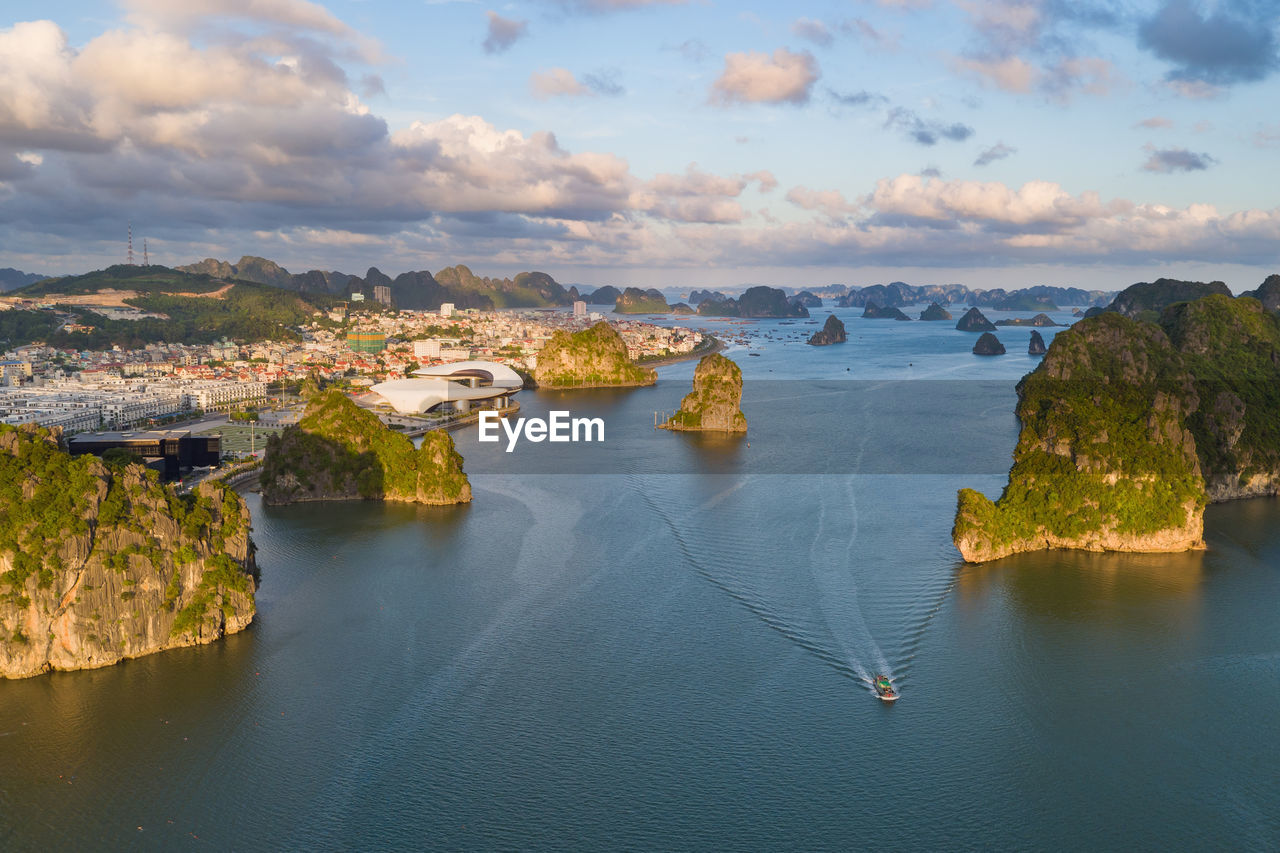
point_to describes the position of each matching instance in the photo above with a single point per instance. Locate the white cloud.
(292, 13)
(503, 32)
(554, 82)
(830, 201)
(753, 77)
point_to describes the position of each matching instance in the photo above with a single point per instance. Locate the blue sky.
(992, 142)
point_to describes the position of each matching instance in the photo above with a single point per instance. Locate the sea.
(664, 642)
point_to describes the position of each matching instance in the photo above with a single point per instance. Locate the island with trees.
(342, 452)
(593, 357)
(714, 404)
(100, 561)
(1129, 428)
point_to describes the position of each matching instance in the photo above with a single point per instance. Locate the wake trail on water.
(743, 591)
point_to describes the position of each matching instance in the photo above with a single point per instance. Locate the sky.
(666, 144)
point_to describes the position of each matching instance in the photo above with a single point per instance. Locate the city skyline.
(988, 142)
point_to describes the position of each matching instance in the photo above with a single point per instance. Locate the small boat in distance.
(885, 688)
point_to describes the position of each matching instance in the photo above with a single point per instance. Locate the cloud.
(503, 32)
(830, 203)
(604, 82)
(856, 99)
(812, 30)
(556, 82)
(603, 7)
(785, 77)
(1166, 160)
(997, 151)
(693, 49)
(768, 183)
(179, 16)
(1009, 73)
(926, 132)
(1233, 44)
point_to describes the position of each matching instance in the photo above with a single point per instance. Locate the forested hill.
(190, 308)
(416, 290)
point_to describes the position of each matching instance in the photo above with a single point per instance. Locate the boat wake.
(817, 610)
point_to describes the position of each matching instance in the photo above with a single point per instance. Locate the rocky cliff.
(714, 404)
(342, 452)
(974, 320)
(593, 357)
(99, 564)
(1129, 428)
(636, 301)
(831, 332)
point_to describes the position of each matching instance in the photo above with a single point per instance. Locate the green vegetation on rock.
(1129, 428)
(341, 452)
(593, 357)
(97, 561)
(636, 301)
(714, 404)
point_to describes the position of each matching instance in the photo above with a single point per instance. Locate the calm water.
(667, 649)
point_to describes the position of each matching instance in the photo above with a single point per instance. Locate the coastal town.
(161, 383)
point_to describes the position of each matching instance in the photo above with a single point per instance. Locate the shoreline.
(718, 346)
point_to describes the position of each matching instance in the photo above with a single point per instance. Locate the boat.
(885, 688)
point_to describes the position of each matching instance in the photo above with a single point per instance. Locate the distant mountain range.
(12, 279)
(416, 290)
(1024, 299)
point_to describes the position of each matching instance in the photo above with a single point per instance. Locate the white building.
(426, 349)
(461, 384)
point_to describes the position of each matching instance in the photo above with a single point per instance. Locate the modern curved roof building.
(498, 375)
(460, 383)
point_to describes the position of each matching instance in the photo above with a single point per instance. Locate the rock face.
(754, 302)
(988, 345)
(1041, 320)
(1267, 293)
(1130, 428)
(99, 564)
(974, 320)
(726, 306)
(1147, 299)
(831, 332)
(607, 295)
(593, 357)
(876, 313)
(768, 302)
(1024, 301)
(636, 301)
(714, 404)
(342, 452)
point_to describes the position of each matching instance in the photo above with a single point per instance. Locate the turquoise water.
(673, 656)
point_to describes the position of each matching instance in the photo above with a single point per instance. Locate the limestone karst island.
(639, 425)
(1130, 427)
(594, 357)
(714, 404)
(101, 562)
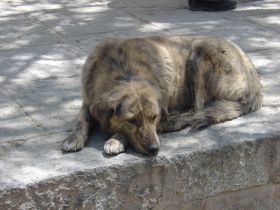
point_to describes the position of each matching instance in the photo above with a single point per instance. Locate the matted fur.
(136, 87)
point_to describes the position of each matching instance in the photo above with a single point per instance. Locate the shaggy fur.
(136, 87)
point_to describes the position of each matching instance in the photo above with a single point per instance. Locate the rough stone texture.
(43, 44)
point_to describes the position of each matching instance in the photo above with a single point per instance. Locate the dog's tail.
(222, 110)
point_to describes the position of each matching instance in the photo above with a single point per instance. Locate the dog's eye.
(132, 121)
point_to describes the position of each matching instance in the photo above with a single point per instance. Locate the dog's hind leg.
(215, 112)
(77, 139)
(115, 145)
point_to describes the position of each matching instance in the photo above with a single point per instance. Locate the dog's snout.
(153, 149)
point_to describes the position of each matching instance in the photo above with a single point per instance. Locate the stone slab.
(53, 103)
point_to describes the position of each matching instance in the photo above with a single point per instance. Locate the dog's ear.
(106, 106)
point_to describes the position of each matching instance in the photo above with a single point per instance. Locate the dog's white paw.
(113, 147)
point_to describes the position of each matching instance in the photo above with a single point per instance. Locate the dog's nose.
(153, 149)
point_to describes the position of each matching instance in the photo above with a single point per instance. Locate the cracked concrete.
(43, 44)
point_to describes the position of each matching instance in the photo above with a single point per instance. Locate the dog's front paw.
(73, 143)
(113, 147)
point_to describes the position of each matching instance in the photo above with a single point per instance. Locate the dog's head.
(134, 110)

• **What the task asks**:
Quote, without any change, each line from the one that contains "the dog's nose." through the end of the material.

• **Result for this exercise**:
point_to describes the position of each matching instance in the photo above with a single point per instance. Locate the dog's nose.
(153, 149)
point_to describes the position of each matching instance in the photo above with a single point per instance. Locate the cracked concrete.
(43, 44)
point_to describes the position of each matching instance in the photo above with a single point per instance. Locate the dog's front paw.
(73, 143)
(113, 147)
point_to describes the position of each matching instance in the photo above with a single point per instance. Locate the dog's head.
(134, 110)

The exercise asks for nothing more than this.